══ SELECTED EXTRACT
= PREF-CEMAC =

The PREF-CEMAC is the Economic and Financial Reform Program of the Economic and Monetary Community of Central African States (from its French form, Programme des Reformes Économiques et Financières de la Communauté Économique et Monétaire de l'Afrique centrale). It is an institution set up in 2016 to respond to the shock caused to the economies by the fall in oil prices on the six CEMAC member countries (Cameroon, Central African Republic, Chad, Equatorial Guinea, Gabon, and the Republic of Congo), five of which are dependent on petroleum exports for a large share of fiscal revenue and foreign currency receipts.

==Institutional structure==

At the time it was set up, Congo President Sassou-N'Guesso was selected as President of the PREF-CEMAC (and remains so as of late 2024). He chairs a Steering Committee made up of two government ministers from each of the six countries, plus the heads of the CEMAC commission, the regional central bank, and other regional bodies. There is a Monitoring Unit, essentially made up of representatives of the Steering Committee, and a Technical Secretariat with past-time service from specialists in the various CEMAC bodies.
════
══ SUPPLIED INFORMATION
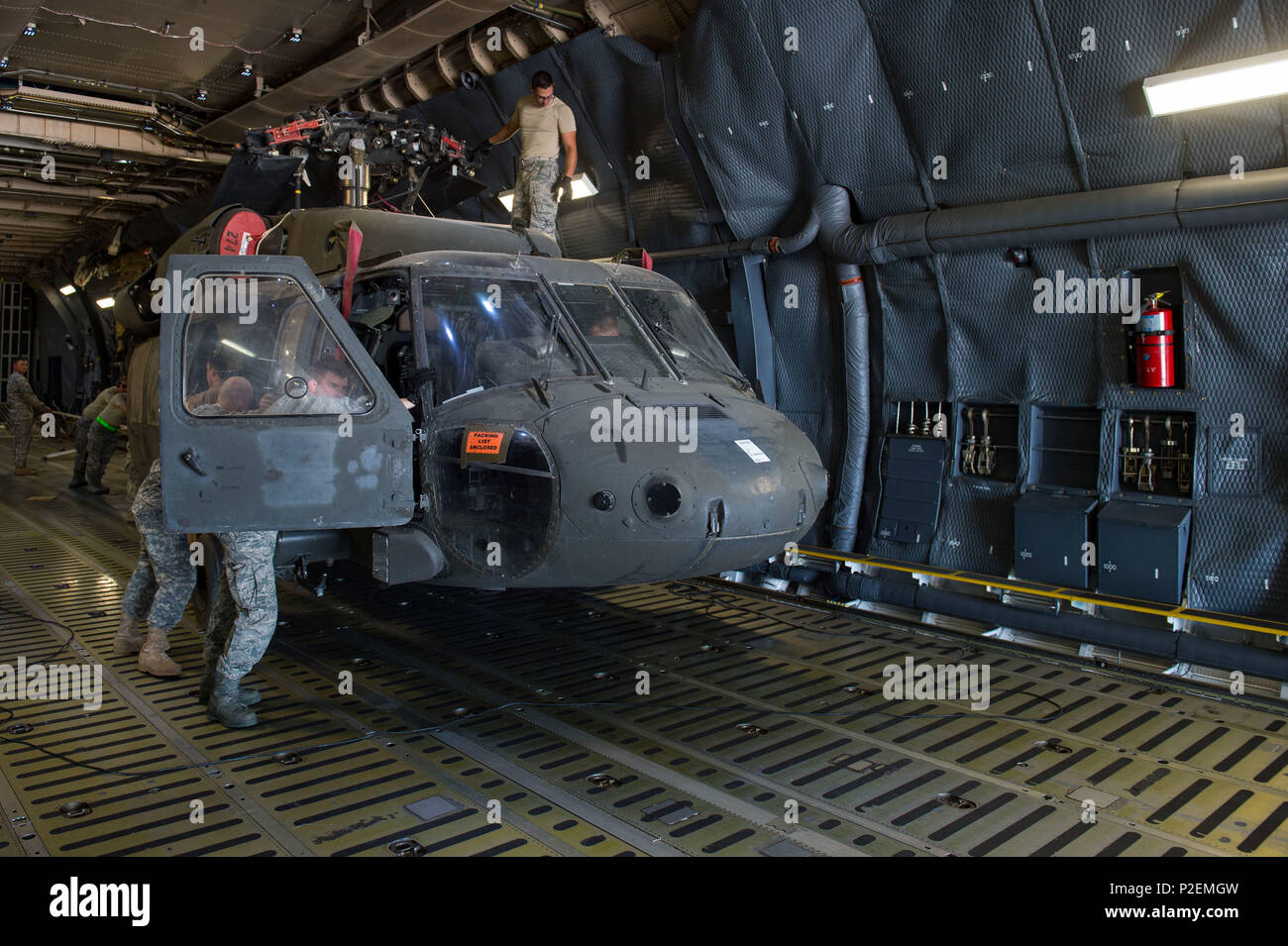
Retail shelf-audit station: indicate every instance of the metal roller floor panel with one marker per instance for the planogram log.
(425, 721)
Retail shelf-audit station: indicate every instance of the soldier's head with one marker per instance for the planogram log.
(236, 395)
(331, 378)
(217, 366)
(544, 88)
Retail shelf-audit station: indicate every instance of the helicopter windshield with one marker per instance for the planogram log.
(485, 331)
(683, 328)
(612, 332)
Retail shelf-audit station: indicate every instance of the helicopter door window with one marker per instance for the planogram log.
(259, 345)
(683, 330)
(485, 332)
(613, 335)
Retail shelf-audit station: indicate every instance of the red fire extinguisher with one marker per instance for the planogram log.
(1154, 345)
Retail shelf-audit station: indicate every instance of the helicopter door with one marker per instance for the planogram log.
(271, 415)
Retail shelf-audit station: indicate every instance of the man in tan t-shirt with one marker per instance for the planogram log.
(545, 123)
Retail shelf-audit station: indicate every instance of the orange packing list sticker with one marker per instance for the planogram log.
(489, 444)
(484, 442)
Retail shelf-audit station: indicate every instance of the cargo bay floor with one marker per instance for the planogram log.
(509, 723)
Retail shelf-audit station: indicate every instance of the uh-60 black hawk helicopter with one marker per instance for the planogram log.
(572, 422)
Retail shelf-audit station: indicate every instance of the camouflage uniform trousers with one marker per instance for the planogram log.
(244, 609)
(533, 203)
(21, 421)
(163, 577)
(81, 448)
(98, 452)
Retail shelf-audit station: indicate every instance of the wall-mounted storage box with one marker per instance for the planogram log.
(1050, 537)
(911, 488)
(1065, 447)
(1142, 550)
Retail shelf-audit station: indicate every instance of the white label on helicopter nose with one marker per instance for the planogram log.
(758, 456)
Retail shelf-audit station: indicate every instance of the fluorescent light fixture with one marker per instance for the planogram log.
(1237, 80)
(235, 347)
(581, 187)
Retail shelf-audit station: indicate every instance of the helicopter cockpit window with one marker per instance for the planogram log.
(485, 332)
(613, 335)
(258, 345)
(684, 331)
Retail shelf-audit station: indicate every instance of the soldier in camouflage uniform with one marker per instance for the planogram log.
(533, 203)
(102, 443)
(88, 420)
(159, 589)
(244, 606)
(546, 124)
(24, 405)
(243, 620)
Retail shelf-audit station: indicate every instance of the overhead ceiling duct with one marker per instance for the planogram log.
(76, 100)
(376, 56)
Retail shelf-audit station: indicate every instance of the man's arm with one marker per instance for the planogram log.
(506, 132)
(570, 139)
(27, 396)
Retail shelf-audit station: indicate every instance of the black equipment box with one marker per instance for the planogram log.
(1050, 537)
(1142, 550)
(912, 488)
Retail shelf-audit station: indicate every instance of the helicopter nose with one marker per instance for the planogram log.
(734, 488)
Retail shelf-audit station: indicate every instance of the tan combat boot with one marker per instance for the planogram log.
(154, 658)
(128, 639)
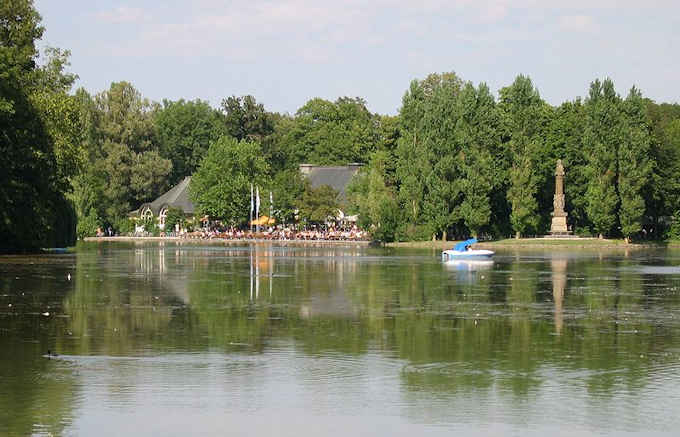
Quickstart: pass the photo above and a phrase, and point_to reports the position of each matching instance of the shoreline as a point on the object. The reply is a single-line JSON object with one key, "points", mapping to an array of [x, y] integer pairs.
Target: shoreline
{"points": [[540, 243], [223, 241]]}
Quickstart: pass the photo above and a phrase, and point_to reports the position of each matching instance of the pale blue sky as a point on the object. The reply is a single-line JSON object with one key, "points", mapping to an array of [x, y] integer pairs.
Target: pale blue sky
{"points": [[287, 51]]}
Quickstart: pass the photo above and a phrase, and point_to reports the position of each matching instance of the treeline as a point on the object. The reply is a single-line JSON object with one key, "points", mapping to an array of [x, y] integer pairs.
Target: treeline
{"points": [[456, 161]]}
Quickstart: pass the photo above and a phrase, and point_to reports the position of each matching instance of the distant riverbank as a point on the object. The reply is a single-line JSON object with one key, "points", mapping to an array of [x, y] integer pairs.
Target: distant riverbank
{"points": [[227, 242], [540, 243]]}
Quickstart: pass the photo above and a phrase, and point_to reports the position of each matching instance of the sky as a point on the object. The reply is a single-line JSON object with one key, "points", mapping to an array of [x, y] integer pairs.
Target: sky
{"points": [[285, 52]]}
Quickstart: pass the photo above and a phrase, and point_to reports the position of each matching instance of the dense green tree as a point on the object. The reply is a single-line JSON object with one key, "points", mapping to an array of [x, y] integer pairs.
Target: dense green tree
{"points": [[220, 188], [634, 164], [125, 167], [373, 200], [34, 211], [662, 194], [246, 119], [287, 188], [602, 136], [331, 133], [184, 131], [479, 140]]}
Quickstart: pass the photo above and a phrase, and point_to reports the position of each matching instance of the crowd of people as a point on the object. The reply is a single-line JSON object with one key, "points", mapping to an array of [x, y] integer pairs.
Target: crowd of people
{"points": [[281, 234]]}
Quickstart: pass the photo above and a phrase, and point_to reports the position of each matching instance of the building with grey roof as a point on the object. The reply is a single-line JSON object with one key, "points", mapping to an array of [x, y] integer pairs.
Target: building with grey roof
{"points": [[176, 197], [337, 177]]}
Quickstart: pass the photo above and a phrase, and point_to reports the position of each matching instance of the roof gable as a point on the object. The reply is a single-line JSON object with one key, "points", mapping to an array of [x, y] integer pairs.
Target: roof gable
{"points": [[337, 177]]}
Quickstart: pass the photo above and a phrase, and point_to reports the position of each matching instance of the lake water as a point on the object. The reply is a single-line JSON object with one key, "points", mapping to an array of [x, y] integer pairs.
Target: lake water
{"points": [[175, 340]]}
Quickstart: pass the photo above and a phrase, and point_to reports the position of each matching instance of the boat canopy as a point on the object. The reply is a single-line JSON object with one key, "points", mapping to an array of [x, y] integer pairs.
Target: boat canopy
{"points": [[463, 245]]}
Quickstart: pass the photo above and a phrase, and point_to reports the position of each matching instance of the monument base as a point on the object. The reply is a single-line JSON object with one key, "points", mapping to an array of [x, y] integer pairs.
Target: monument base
{"points": [[559, 226]]}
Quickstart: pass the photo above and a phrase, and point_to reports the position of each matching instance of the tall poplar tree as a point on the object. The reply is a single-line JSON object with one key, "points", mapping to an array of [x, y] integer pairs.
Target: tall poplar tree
{"points": [[634, 163], [525, 119], [478, 135], [601, 139]]}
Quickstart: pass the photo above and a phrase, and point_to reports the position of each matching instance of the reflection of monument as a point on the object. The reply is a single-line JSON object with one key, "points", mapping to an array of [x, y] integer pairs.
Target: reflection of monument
{"points": [[559, 223], [559, 269]]}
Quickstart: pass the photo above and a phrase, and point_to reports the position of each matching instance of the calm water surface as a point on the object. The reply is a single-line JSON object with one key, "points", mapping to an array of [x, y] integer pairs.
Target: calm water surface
{"points": [[165, 339]]}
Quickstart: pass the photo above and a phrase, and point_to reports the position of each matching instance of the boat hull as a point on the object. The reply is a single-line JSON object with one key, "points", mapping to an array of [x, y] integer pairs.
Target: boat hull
{"points": [[467, 254]]}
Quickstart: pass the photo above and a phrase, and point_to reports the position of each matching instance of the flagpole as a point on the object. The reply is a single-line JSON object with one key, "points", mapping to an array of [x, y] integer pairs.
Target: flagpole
{"points": [[257, 209], [271, 205]]}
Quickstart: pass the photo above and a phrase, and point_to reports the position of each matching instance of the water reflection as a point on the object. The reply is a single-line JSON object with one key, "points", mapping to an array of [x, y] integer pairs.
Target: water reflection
{"points": [[525, 339]]}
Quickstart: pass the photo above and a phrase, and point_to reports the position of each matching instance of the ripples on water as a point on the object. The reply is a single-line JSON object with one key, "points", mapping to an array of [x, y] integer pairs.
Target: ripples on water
{"points": [[186, 340]]}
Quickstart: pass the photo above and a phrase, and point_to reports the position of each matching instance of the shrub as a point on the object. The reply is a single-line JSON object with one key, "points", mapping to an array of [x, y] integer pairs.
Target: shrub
{"points": [[87, 226]]}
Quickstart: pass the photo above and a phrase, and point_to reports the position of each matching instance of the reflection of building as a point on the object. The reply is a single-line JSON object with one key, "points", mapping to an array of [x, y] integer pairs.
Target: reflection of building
{"points": [[337, 177], [176, 197]]}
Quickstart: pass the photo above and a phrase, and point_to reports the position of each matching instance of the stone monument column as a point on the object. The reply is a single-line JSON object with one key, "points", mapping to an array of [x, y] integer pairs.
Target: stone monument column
{"points": [[559, 222]]}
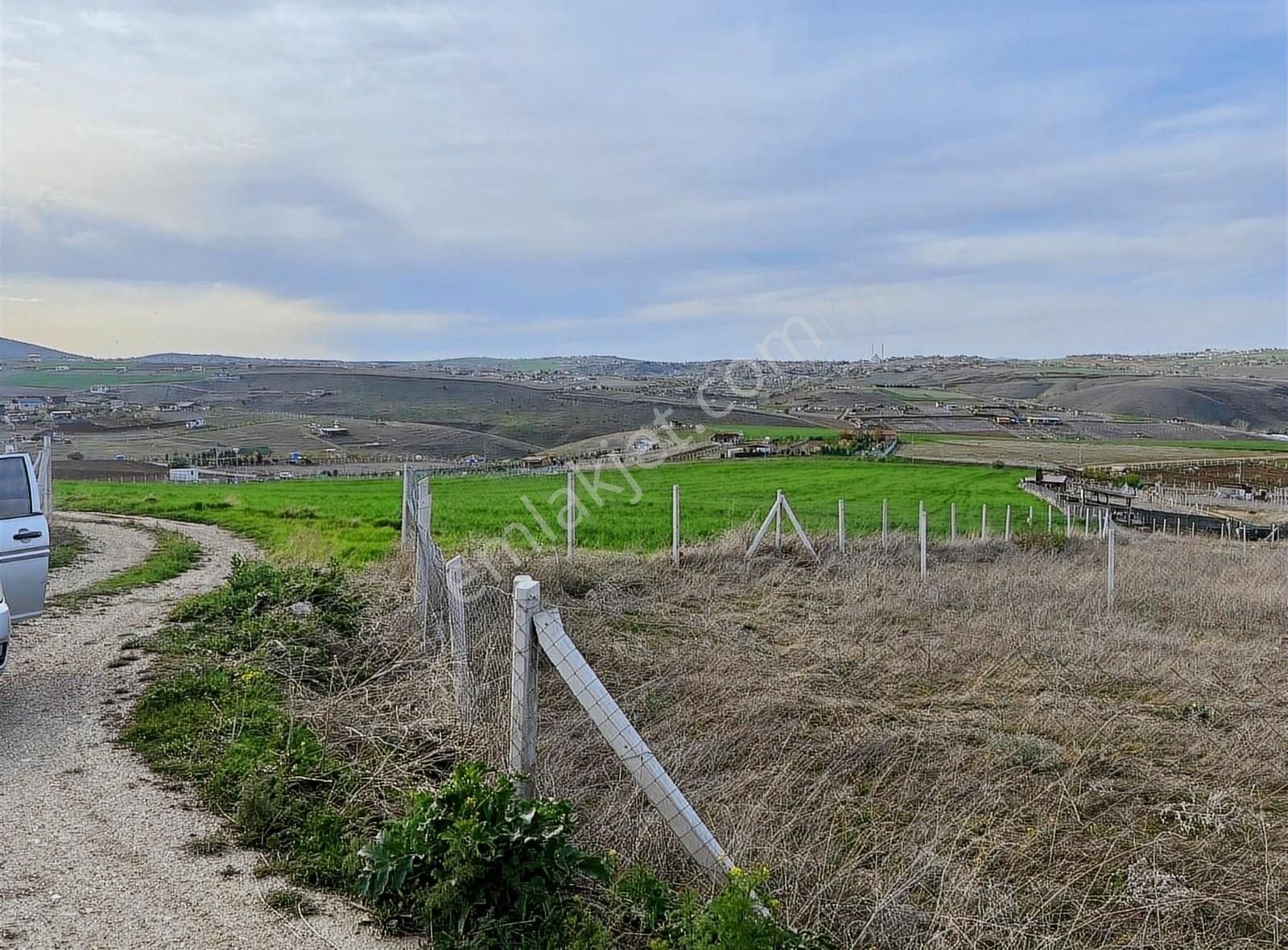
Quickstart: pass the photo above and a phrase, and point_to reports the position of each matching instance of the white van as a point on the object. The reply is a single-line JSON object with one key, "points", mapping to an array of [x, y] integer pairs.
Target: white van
{"points": [[23, 546]]}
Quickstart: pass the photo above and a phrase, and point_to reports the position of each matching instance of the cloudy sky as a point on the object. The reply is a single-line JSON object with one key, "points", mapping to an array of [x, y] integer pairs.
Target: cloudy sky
{"points": [[674, 180]]}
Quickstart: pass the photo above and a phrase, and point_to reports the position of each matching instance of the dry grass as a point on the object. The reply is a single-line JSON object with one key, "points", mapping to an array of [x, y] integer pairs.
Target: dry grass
{"points": [[985, 760]]}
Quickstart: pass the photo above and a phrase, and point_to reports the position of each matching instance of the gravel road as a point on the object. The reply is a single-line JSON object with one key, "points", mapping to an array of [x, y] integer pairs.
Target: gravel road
{"points": [[111, 547], [92, 846]]}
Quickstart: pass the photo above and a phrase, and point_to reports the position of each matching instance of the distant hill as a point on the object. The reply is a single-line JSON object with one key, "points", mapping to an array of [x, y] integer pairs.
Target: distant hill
{"points": [[17, 350]]}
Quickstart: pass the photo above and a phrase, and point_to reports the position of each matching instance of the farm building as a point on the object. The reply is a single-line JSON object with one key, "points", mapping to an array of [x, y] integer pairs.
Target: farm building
{"points": [[1049, 481]]}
════
> _QUESTIONS_
**A)** Retype the PREF-CEMAC passage from "At the time" to "various CEMAC bodies.".
**B)** According to the PREF-CEMAC passage, in what year was the PREF-CEMAC set up?
The lines have nothing to do with the PREF-CEMAC passage.

> _ANSWERS GIVEN_
**A)**
At the time it was set up, Congo President Sassou-N'Guesso was selected as President of the PREF-CEMAC (and remains so as of late 2024). He chairs a Steering Committee made up of two government ministers from each of the six countries, plus the heads of the CEMAC commission, the regional central bank, and other regional bodies. There is a Monitoring Unit, essentially made up of representatives of the Steering Committee, and a Technical Secretariat with past-time service from specialists in the various CEMAC bodies.

**B)** 2016